**Text excerpt:**
*****

Are people more inclined to vote for candidates who look like them? Your Unconventional Wiz never thought to ask. But four researchers at Stanford University did -- and then devised a clever way to find out.

Their preliminary conclusions: Men were significantly more likely to support a candidate who resembled them. But among women, just the opposite was true, though that result may have as much to do with the vagaries of the test as with the actual preferences of female voters, reported Jeremy N. Bailenson, Philip Garland, Shanto Iyengar and Nick Yee of Stanford's communications department.

The study team tested 72 undergraduates, who were divided into groups and seated in front of a computer monitor where each was shown a photograph of a fictitious Democratic candidate named "Tom Steele." Half the respondents saw a photo that had not been altered in any way.

The other half saw a computer-generated version that had been "morphed" with a photo of the student to produce an image that contained 40 percent of the participant's facial characteristics.

That's so cool was the Wiz's reaction (although when he glanced at the two altered photos published in the study, he thought they looked a whole lot more like the undiluted Tom Steele than like either of the students whose facial features had been morphed into the original).

But no matter. The researchers found that the men who viewed the digitally blended photo were significantly more likely to say in a follow-up survey that they would vote for Steele. Guys also rated the Mini-me Steele as smarter, more sincere and more hard-working, and better-looking -- exactly what the researchers had predicted would happen.

*****

**Data excerpts:**
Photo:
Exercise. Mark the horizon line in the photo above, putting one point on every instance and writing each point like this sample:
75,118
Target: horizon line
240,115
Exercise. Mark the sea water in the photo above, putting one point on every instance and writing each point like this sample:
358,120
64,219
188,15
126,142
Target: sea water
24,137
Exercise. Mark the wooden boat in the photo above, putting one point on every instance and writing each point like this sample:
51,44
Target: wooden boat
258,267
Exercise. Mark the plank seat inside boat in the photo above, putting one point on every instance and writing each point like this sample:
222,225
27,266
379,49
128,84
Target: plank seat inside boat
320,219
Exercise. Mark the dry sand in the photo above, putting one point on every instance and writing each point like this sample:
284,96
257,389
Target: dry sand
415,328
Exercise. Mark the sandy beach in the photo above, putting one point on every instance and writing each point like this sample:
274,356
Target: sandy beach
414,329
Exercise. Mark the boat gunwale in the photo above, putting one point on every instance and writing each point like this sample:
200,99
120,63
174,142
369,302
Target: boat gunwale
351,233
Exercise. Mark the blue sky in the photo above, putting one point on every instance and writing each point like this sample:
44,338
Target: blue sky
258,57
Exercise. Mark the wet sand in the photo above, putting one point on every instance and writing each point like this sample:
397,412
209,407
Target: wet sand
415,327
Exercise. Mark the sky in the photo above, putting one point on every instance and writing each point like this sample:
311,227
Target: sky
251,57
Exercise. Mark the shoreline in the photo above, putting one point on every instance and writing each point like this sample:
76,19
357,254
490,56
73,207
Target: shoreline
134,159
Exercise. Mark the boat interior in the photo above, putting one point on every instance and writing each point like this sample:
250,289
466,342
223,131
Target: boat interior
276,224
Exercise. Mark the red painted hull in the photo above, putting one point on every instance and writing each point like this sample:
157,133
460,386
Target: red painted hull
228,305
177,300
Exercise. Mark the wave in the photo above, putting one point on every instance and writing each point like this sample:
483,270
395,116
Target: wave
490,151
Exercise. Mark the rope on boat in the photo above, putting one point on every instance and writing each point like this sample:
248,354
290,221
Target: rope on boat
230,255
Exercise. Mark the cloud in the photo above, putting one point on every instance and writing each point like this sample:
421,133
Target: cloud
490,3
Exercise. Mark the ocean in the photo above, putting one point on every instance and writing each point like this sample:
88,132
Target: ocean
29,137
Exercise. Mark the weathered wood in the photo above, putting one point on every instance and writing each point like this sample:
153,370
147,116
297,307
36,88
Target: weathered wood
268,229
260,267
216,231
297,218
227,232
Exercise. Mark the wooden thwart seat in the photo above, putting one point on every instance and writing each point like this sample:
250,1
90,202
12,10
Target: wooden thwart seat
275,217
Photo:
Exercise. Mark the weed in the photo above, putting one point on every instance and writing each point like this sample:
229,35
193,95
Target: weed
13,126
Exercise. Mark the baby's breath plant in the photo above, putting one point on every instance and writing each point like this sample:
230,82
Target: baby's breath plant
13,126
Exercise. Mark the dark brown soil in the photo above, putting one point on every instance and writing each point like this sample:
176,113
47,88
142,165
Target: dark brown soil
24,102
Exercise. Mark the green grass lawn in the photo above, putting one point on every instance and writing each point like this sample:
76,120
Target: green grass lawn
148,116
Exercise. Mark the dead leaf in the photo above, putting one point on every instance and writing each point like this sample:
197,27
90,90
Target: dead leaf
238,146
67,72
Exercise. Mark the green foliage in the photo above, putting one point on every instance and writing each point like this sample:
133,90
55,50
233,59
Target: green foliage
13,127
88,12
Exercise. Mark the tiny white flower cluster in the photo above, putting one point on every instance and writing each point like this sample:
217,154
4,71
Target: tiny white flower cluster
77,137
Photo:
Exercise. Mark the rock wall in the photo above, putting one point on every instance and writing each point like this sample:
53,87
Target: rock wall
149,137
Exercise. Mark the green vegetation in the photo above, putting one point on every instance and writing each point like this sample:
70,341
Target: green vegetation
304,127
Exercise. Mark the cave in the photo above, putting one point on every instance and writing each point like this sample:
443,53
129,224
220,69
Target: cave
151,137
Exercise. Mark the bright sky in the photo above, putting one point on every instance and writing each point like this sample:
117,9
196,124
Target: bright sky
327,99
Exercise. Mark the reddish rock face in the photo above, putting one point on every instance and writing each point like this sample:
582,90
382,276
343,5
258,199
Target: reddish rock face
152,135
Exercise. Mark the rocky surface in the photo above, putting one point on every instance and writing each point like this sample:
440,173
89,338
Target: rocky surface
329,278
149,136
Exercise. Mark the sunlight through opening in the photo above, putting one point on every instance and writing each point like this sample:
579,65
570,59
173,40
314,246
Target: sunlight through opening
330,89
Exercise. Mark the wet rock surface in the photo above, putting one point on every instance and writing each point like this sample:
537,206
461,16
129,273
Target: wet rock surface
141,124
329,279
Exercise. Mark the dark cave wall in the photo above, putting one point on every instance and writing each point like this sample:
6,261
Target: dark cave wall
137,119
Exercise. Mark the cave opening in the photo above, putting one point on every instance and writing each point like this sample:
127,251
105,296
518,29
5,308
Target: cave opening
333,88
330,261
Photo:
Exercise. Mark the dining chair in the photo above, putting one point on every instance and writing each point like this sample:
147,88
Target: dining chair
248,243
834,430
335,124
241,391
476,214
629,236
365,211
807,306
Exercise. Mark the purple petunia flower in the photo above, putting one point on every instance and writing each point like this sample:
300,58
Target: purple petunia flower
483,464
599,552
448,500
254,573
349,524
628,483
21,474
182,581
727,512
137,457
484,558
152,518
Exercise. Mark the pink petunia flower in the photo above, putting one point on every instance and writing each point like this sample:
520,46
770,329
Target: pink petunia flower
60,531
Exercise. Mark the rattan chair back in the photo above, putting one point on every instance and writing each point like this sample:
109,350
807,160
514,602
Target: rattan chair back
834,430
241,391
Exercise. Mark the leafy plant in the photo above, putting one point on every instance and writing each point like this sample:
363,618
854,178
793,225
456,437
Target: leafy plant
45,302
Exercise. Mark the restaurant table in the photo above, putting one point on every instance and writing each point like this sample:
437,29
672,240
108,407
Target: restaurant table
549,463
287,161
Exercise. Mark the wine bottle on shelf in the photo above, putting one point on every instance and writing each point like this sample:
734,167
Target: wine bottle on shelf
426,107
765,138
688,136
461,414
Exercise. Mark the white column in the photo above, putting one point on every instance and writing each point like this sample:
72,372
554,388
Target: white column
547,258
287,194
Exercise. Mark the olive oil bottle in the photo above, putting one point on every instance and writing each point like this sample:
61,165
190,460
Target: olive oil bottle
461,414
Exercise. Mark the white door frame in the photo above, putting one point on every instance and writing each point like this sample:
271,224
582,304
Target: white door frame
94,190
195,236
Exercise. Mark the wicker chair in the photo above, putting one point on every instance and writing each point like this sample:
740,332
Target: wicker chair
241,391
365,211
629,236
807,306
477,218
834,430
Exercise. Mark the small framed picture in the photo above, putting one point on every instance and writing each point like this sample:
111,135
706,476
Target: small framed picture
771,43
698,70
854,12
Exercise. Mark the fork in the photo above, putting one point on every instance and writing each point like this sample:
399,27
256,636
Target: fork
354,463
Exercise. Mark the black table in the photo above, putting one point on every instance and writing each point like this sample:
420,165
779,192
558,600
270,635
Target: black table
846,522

*****

**Exercise requirements:**
(a) List the names of all the researchers credited in the excerpt about the Stanford voting study.
(b) Rewrite the excerpt about the Stanford voting study starting at "Are people more" and ending at "to find out.", and swap "clever" for "simple".
(c) Resume the excerpt about the Stanford study of voters and look-alike candidates from where it stops.
The material has nothing to do with what comes next.

**Responses:**
(a) Jeremy N. Bailenson, Philip Garland, Shanto Iyengar, Nick Yee

(b)
Are people more inclined to vote for candidates who look like them? Your Unconventional Wiz never thought to ask. But four researchers at Stanford University did -- and then devised a simple way to find out.

(c)
Most women, however, preferred the unretouched Steele and gave their morph an emphatic thumbs down. That contradicted the researchers' theory that people like people who are most like them. They were puzzled. Perhaps, these scientists speculated, seeing female characteristics blended into a man's face unconsciously primed the women to think of gender differences and then to "punish" Steele for being a man.

Then again, there might be a simpler explanation: Perhaps seeing the face of someone who is 60 percent male and 40 percent female creeped them out. "It simply may be more difficult to achieve a realistic morph between genders than within genders," the researchers suggested in their working paper, which is posted on the Web site of Stanford's political communication lab.

Another Reason to Turn Off the TV

Rochelle Newman has this advice for parents eagerly awaiting their baby's first words: Quiet, please!

That's because noisy environments can interfere with language development in infants younger than 13 months, said Newman, a cognitive psychologist and director of the University of Maryland's Language Perception and Development Laboratories.

Newman found that babies, during their first year, find it hard to distinguish between voices in even mildly noisy rooms, much less amid the cacophony of sounds that fill many homes or day-care facilities. Basically, all that well-intentioned cribside chatter by parents gets drowned out by background noise.

Newman developed a series of individualized audio recordings and played them in her lab to each of 100 infants. In one recording, an unfamiliar female voice repeatedly called the child's name, while in the background other voices created a potential distraction. The second version differed only in that the female voice called out someone else's name.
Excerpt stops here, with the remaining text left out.